*DO THIS*: Find every line in the material below that contains the string "purple" with matching case, and copy each of those lines in full.

*GIVEN INFORMATION*:
▼▼▼

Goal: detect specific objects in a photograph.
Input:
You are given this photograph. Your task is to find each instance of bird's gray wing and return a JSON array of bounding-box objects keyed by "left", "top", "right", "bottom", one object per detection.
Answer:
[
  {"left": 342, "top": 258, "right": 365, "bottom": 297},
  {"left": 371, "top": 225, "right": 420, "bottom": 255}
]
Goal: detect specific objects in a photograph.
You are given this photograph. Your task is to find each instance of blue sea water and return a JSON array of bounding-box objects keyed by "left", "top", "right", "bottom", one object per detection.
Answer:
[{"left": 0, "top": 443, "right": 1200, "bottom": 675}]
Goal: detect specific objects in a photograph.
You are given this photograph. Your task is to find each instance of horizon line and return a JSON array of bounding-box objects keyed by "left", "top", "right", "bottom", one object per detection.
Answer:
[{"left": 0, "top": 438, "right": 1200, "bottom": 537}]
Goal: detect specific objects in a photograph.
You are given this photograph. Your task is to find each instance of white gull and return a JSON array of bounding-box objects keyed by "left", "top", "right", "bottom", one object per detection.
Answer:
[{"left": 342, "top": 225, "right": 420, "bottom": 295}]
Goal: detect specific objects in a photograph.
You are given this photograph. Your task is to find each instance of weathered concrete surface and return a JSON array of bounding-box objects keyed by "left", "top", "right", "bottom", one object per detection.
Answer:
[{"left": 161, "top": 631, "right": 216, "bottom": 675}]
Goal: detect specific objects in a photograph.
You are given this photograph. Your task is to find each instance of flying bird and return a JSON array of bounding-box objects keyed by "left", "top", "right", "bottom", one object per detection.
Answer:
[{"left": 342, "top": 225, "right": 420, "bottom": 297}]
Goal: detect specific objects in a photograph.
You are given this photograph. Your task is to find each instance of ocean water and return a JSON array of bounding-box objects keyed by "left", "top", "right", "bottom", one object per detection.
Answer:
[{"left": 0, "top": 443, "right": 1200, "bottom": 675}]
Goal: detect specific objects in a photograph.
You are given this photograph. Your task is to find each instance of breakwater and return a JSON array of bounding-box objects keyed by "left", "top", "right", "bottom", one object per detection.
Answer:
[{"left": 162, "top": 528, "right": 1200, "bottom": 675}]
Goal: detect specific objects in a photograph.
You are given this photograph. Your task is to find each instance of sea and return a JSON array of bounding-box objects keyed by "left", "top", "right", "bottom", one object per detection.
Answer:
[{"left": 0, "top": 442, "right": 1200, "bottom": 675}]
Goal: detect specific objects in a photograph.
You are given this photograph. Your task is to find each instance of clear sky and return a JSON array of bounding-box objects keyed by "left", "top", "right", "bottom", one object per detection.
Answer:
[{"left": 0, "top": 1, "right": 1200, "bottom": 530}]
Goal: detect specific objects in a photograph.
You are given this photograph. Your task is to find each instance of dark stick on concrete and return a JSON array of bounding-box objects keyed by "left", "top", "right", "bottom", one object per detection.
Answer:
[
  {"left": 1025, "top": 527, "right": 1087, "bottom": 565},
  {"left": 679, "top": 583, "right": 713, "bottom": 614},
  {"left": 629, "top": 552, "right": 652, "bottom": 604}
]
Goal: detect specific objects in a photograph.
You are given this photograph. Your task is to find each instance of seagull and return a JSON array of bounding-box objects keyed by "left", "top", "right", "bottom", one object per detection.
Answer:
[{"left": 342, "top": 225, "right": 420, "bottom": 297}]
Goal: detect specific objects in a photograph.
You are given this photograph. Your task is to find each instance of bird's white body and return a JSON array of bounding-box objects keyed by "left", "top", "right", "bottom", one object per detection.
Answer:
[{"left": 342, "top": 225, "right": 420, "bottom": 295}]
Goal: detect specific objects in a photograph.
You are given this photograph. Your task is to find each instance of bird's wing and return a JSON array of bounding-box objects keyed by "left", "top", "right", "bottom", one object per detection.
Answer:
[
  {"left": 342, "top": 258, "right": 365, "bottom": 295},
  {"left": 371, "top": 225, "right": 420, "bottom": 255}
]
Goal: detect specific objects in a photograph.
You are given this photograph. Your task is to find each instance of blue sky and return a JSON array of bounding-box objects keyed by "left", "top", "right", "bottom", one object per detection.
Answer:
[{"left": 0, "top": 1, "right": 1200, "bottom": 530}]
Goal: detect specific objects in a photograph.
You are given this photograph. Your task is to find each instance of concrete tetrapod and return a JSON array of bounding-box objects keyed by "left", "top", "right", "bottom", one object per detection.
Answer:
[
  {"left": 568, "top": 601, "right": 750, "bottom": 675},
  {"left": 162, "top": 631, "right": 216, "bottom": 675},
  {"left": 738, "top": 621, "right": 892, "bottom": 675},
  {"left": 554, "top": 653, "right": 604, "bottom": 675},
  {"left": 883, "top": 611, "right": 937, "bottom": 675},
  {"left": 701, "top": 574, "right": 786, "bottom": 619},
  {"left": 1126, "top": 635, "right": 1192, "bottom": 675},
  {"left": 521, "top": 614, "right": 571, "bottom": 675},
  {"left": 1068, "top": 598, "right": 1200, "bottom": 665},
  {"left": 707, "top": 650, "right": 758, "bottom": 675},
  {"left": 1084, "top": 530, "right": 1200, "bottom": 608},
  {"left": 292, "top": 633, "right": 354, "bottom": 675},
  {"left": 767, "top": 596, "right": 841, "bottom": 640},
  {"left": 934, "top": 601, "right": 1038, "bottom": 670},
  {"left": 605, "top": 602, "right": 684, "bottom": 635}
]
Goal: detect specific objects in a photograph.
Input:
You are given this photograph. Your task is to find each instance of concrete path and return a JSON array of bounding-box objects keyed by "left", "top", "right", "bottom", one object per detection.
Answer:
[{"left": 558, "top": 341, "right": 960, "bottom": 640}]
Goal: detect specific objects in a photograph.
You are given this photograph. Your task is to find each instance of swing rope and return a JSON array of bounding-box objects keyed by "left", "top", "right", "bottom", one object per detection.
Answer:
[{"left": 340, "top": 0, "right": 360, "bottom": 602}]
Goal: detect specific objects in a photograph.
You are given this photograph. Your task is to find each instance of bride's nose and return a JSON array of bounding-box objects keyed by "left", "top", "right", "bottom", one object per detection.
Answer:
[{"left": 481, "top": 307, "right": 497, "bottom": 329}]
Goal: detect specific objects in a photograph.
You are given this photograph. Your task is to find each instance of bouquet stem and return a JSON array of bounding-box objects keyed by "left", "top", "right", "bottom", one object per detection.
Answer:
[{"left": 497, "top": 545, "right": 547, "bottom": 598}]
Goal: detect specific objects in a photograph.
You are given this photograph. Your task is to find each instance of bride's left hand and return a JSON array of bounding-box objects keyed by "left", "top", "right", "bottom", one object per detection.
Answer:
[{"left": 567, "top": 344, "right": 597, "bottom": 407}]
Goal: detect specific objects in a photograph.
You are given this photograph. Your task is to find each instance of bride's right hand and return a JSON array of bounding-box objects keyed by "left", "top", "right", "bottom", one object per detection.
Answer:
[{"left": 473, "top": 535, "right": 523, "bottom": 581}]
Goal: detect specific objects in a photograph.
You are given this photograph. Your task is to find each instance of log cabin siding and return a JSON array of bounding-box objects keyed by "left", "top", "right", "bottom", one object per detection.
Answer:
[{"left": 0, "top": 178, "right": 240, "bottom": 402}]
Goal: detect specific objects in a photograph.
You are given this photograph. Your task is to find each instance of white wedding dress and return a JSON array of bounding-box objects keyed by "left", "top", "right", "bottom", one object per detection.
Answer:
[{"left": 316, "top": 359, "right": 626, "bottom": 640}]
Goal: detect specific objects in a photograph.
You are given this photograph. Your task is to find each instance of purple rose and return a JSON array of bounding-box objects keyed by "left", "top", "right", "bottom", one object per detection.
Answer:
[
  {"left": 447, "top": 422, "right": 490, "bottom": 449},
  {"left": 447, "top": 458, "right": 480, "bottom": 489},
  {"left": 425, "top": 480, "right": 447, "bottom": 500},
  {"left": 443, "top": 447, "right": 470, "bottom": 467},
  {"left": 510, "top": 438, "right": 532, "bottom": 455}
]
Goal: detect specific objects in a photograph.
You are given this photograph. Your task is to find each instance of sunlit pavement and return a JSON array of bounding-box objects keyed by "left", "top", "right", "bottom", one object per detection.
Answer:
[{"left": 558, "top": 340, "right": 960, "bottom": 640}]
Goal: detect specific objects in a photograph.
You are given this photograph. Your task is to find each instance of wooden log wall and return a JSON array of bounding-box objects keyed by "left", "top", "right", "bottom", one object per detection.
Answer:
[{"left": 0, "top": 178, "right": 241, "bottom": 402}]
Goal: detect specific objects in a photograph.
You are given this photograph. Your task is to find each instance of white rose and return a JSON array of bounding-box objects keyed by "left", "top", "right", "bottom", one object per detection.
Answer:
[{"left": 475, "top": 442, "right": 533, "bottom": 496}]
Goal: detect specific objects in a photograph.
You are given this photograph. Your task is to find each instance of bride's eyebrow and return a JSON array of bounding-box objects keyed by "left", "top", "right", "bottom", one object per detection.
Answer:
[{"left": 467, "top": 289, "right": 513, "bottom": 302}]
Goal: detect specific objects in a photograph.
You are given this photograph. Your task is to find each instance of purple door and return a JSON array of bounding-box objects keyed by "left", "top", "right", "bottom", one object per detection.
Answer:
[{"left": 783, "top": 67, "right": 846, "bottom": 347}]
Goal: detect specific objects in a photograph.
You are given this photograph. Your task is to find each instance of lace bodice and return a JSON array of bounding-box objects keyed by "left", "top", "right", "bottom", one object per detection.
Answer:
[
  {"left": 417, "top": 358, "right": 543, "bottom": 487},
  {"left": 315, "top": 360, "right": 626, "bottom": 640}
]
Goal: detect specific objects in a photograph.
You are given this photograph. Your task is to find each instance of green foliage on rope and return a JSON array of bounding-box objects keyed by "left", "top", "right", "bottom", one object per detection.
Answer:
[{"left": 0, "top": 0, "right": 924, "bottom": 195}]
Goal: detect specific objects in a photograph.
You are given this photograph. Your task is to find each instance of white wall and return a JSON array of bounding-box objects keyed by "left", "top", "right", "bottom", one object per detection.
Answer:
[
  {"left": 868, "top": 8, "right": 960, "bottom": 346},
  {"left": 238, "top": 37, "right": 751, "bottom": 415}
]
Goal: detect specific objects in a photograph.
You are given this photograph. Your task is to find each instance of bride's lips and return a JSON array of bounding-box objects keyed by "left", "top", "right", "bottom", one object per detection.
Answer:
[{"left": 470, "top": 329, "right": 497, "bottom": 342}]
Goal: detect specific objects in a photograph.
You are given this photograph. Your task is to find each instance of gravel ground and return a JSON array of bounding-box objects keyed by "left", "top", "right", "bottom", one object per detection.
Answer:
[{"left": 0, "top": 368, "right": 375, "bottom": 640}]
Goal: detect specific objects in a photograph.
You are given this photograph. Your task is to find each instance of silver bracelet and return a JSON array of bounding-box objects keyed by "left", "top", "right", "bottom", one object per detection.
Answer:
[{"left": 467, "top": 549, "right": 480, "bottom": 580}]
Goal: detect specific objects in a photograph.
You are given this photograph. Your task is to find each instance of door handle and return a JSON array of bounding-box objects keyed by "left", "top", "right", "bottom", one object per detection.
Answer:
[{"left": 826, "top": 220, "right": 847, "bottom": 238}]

▲▲▲

*THE COMPLETED TASK*:
You are given this photograph. Your task is to find each instance of purple rose and return a JSON array of bounding-box objects keyed by "left", "top", "right", "bottom", one object per detection.
You are given this photograph. Your task is to find each instance of purple door and return a JSON array of bounding-box objects keyed by "left", "top", "right", "bottom", one object per detection.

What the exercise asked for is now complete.